RECORDED DATA:
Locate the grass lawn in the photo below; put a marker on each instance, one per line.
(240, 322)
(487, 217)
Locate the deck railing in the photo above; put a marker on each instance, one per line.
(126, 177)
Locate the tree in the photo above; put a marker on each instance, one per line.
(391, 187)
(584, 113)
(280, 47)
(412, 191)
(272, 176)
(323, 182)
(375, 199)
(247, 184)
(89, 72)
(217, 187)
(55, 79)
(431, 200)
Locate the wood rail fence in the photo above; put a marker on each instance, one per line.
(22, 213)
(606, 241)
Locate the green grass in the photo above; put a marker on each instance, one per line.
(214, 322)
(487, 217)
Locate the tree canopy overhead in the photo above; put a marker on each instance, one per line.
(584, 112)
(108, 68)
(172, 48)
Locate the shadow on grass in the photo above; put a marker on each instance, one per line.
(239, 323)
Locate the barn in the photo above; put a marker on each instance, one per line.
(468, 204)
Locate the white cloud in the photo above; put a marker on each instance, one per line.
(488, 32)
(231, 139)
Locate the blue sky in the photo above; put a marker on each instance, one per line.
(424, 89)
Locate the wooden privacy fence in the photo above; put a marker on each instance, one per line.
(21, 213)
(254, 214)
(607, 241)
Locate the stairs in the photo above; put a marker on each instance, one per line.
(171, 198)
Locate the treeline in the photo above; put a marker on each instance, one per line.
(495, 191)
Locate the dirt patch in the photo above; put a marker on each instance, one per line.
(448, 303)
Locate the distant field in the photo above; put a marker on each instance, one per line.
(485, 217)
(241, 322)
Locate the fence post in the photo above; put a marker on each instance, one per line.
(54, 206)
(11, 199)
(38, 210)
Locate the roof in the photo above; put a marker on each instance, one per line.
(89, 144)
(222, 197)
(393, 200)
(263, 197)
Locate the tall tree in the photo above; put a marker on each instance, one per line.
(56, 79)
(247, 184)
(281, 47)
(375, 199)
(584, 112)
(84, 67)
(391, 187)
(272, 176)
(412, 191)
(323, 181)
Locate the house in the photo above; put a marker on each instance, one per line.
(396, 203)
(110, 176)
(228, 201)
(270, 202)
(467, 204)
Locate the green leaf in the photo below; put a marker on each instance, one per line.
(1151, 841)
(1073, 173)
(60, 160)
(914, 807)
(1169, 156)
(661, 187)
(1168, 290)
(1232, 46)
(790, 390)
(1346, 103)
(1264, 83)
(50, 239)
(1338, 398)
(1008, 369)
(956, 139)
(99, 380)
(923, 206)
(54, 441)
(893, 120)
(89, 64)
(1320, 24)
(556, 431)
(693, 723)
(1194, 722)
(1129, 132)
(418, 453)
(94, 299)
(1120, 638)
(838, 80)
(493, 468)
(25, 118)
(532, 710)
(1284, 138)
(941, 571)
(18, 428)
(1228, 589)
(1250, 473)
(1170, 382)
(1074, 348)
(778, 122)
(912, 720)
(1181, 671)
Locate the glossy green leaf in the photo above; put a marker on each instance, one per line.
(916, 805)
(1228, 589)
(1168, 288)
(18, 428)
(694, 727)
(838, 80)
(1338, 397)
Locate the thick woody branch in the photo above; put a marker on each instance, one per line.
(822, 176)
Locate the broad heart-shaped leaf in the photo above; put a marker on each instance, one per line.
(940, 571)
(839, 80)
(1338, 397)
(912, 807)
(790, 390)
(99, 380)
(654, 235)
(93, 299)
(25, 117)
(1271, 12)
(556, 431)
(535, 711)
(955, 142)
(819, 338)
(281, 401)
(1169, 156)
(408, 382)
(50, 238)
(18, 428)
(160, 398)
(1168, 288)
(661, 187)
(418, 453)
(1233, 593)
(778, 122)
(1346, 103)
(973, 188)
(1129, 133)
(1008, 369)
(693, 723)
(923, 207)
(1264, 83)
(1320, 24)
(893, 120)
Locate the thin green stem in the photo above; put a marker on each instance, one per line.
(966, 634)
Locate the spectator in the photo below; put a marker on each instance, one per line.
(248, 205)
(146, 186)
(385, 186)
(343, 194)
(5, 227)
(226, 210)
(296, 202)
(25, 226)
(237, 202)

WHAT THE TASK REQUIRES: Rewrite everything from the line containing "Locate the glossy" down to the last of the items above, keeping the requests unchanged and multiplying every coordinate in the answers by 2.55, rounded to the nearest whole number with halves rounded up. Give only those lines.

EXERCISE RESPONSE:
Locate the glossy green leaf in the photo above; put a marker on each instance, one per line.
(2336, 2053)
(3131, 1502)
(2978, 734)
(46, 1091)
(1770, 1854)
(2137, 204)
(3412, 1012)
Locate the thick woody branch in the photo above; put a marker on each instance, one per line.
(2096, 449)
Locate the broad heart-shaped leaf in the photo above; put a marker on each instance, one per line.
(2397, 1456)
(2139, 204)
(3412, 1012)
(2326, 2058)
(2015, 995)
(252, 969)
(1668, 599)
(237, 762)
(64, 298)
(3241, 31)
(1418, 1099)
(1364, 1813)
(2435, 362)
(2088, 862)
(717, 1023)
(2981, 398)
(1040, 974)
(128, 607)
(46, 1091)
(408, 1015)
(2978, 734)
(1686, 477)
(1066, 1155)
(3144, 1512)
(1984, 311)
(3432, 263)
(2481, 479)
(2879, 339)
(2570, 941)
(1767, 1844)
(2354, 528)
(3223, 212)
(3366, 61)
(2277, 306)
Locate the thin green stem in the photo above; put a marker on each instance, one per line.
(2463, 1617)
Locate the spectator in the photo below; put a marker on each instance, one per line.
(632, 523)
(372, 474)
(982, 474)
(875, 495)
(13, 579)
(576, 536)
(755, 515)
(64, 576)
(604, 515)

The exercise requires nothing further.